== GOAL OF THE EXERCISE ==
Copy the lines below verbatim, starting at the line that contains "Where can the shower wall tile be found here?" and ending at the line that contains "[[619, 232]]", with both of those lines included.

== LISTED ENTRIES ==
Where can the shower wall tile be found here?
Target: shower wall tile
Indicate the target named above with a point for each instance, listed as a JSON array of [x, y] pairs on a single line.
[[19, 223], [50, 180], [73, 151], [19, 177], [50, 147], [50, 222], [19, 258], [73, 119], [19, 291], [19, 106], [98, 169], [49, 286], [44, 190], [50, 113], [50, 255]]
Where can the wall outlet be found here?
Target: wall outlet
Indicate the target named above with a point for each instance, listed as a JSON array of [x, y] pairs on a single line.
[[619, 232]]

...

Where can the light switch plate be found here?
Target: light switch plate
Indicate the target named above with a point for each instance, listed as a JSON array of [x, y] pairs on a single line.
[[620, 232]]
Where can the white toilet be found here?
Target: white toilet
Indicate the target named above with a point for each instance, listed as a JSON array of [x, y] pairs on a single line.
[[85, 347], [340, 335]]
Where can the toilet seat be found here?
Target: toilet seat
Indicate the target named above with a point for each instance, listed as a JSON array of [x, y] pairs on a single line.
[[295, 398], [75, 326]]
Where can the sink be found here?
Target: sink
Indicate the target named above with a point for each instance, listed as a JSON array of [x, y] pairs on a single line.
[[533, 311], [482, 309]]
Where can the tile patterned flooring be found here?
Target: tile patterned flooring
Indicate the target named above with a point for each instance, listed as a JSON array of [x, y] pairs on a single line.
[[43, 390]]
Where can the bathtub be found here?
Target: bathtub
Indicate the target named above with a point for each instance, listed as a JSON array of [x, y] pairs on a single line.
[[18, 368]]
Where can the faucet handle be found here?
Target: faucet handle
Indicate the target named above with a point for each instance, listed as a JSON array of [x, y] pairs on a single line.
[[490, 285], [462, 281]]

== OUTPUT ==
Where can the shower wall tile be found here?
Target: shower wall tile
Indicate the target named above with a point for each instance, listed as a JSON array of [x, y] pairs on a single line.
[[19, 223], [50, 180], [73, 151], [19, 177], [50, 147], [50, 222], [19, 258], [73, 119], [19, 291], [19, 106], [98, 169], [49, 286], [44, 190], [50, 113], [50, 255]]
Where can the wall outlet be found here?
Target: wall outlet
Indicate the target named above with a point for each instance, listed as a JSON array of [x, y] pairs on a single line.
[[619, 232]]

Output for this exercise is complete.